## Exercise requirements
Extract, verbatim, all lines starting at the one containing "For every instance of the green" and ending with the final line of the listing, and no others.

## Input rows
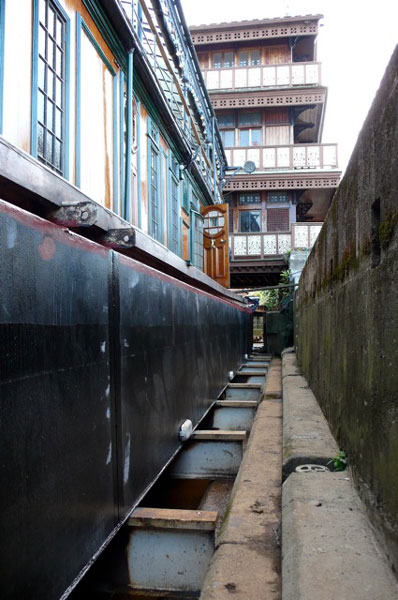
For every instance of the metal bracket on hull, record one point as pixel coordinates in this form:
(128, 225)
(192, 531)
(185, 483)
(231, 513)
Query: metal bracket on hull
(120, 238)
(75, 214)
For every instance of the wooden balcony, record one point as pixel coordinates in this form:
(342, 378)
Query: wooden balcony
(292, 157)
(267, 76)
(266, 245)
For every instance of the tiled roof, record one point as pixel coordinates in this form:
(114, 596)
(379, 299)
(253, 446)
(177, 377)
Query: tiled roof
(255, 22)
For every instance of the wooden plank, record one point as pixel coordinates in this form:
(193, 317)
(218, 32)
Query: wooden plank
(172, 518)
(251, 373)
(237, 403)
(257, 386)
(218, 434)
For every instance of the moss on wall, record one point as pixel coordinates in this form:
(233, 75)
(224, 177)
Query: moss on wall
(347, 312)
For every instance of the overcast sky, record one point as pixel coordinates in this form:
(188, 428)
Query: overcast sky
(354, 46)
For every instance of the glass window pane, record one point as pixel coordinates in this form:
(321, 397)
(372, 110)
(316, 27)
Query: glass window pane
(228, 59)
(50, 83)
(228, 138)
(50, 51)
(58, 62)
(250, 221)
(58, 32)
(41, 80)
(256, 137)
(226, 120)
(40, 141)
(57, 156)
(58, 123)
(51, 21)
(252, 118)
(217, 60)
(244, 137)
(243, 58)
(49, 147)
(255, 57)
(50, 115)
(40, 107)
(42, 42)
(58, 92)
(42, 11)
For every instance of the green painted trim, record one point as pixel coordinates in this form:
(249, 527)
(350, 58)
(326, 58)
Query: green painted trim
(35, 66)
(115, 149)
(97, 47)
(107, 31)
(122, 162)
(129, 134)
(81, 25)
(2, 32)
(139, 162)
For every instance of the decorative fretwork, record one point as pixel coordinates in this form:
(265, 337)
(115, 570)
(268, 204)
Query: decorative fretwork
(284, 243)
(314, 232)
(254, 245)
(270, 98)
(301, 236)
(259, 33)
(270, 244)
(282, 183)
(299, 158)
(240, 245)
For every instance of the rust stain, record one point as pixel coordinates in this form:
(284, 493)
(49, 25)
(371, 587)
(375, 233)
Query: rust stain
(47, 248)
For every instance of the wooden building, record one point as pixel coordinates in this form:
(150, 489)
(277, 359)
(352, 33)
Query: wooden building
(265, 84)
(104, 102)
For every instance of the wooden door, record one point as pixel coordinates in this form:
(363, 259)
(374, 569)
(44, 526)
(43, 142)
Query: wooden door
(215, 243)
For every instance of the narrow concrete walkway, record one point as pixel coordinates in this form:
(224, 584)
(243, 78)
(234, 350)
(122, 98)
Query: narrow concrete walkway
(246, 564)
(329, 550)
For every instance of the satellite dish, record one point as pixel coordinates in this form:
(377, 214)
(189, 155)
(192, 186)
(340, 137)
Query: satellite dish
(249, 166)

## Output
For every instance of the green painted trim, record one point as pixel coordinates in this form:
(249, 527)
(350, 58)
(326, 58)
Query: green painted trim
(35, 66)
(115, 149)
(97, 47)
(107, 31)
(122, 162)
(129, 134)
(81, 25)
(2, 32)
(139, 162)
For every instance of the decorative fretwork, record one point as pixel coordinates in this form:
(265, 337)
(115, 570)
(268, 204)
Query: decorative fretwork
(284, 243)
(314, 232)
(254, 245)
(270, 98)
(301, 236)
(259, 33)
(270, 244)
(282, 183)
(299, 158)
(240, 245)
For every instance of the rust stain, record one point as pixel coordinates in this form:
(284, 493)
(49, 25)
(371, 587)
(375, 233)
Query: rust stain
(47, 248)
For every instance of the wooden building, record one point as pixel coordinates in this form:
(150, 489)
(277, 359)
(352, 33)
Query: wooden building
(265, 84)
(104, 102)
For every instance of the wooden door, record one point as pixel coordinates in this form:
(363, 259)
(374, 569)
(44, 526)
(43, 142)
Query: wooden door
(215, 243)
For every instance of the narrow concrete walkway, record one point as pixel coordinates in this form:
(224, 584)
(243, 78)
(234, 350)
(122, 98)
Query: narrow concrete walkway
(246, 564)
(329, 550)
For every instance of the satellite dish, record one point as pixel coordinates in this form:
(377, 214)
(189, 155)
(192, 186)
(340, 137)
Query: satellite dish
(249, 166)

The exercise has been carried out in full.